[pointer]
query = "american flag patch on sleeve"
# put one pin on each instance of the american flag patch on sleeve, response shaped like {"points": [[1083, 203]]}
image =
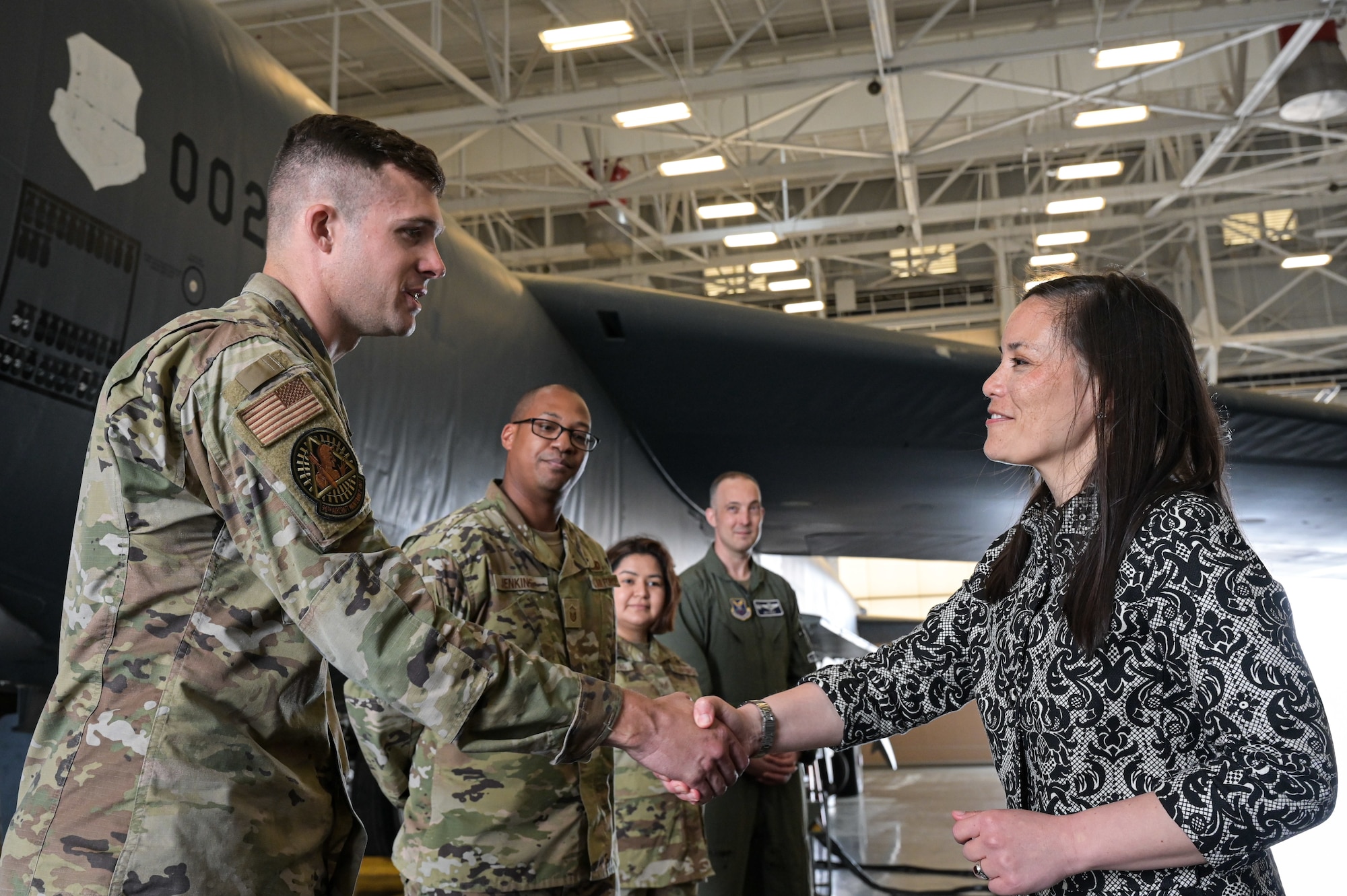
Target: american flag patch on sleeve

------------------------------------------------------------

Set exercise: Retype every line of the records above verbatim, omitting the pictures.

In response:
[pointer]
query = "american flag patch on sleeve"
# put one pin on each instance of the american flag patch on sleeve, response shaped like {"points": [[1083, 203]]}
image =
Target: american flag patch on sleeve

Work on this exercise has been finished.